Portanto, da mesma forma com que falar que Lula e o PT são comunistas e bolivarianos, falar que Bolsonaro é um fascista e/ou fascistóide é algo no mínimo indevido, já que o fascismo originalmente era avesso, entre outras coisas, ao conservadorismo tradicional, a democracia liberal vigente no Ocidente e tinha uma proposta nacionalista e de mudança revolucionária da sociedade. Tudo aquilo que o político carioca (que não raro é também caricaturado portando o bigode de Hitler) não é. O máximo que pode ser dito de Bolsonaro, politicamente falando, é que ele, além de ser a expressão truculenta e raivosa do espírito do movimento de 1932, está ideologicamente muito mais próximo dos Republicanos norte-americanos que dos fascistas do tempo de Mussolini e/ou dos nazistas do tempo de Hitler. E, como todos nós sabemos, os Republicanos são o principal partido da ordem nos Estados Unidos junto com os Democratas. Em outras palavras, o elefante azul, branco e vermelho republicano é muito mais condizente a Bolsonaro que o fascio[3] fascista e/ou a suástica nazista. E o mesmo vale para os coxinhas de classe mérdia que periodicamente vão as ruas protestar contra a corrupção que periodicamente aparece no noticiário e que tem como herói o juiz Moro e a República do Paraná. O rótulo de fascista/fascistóide lhes é igualmente impróprio (o qual foi utilizado e aplicado por Marilena Chauí em algumas palestras e debates). A estes (que também carregam em seu âmago o espírito do movimento de 1932) o rótulo de udenistas e/ou lacerdistas é muito mais apropriado, já que fazem a mesma fanfarra com temas como corrupção que nos anos 1950 e 1960 o jornalista Carlos Lacerda e a UDN (União Democrática Nacional) faziam. Ou seja, abordar o tema em questão na base do mais tacanho e rasteiro moralismo e sem tratar de suas raízes profundas, enxergando apenas a ponta do iceberg que está acima d’água e fazendo aquilo que Nildo Ouriques chama de “redução da política a moral”.

§ Dados fornecidos:
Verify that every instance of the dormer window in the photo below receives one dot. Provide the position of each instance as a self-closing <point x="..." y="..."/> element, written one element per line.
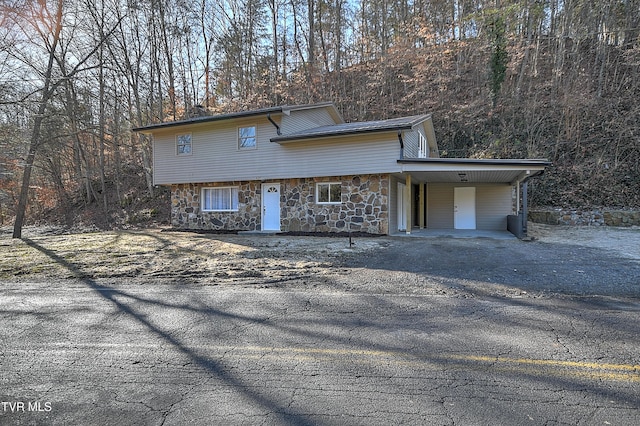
<point x="247" y="137"/>
<point x="183" y="144"/>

§ Enunciado da tarefa: Segundo o trecho sobre Bolsonaro e o rótulo de fascista, de quem Bolsonaro está ideologicamente muito mais próximo?

§ Resposta à tarefa: Bolsonaro está ideologicamente muito mais próximo dos Republicanos norte-americanos.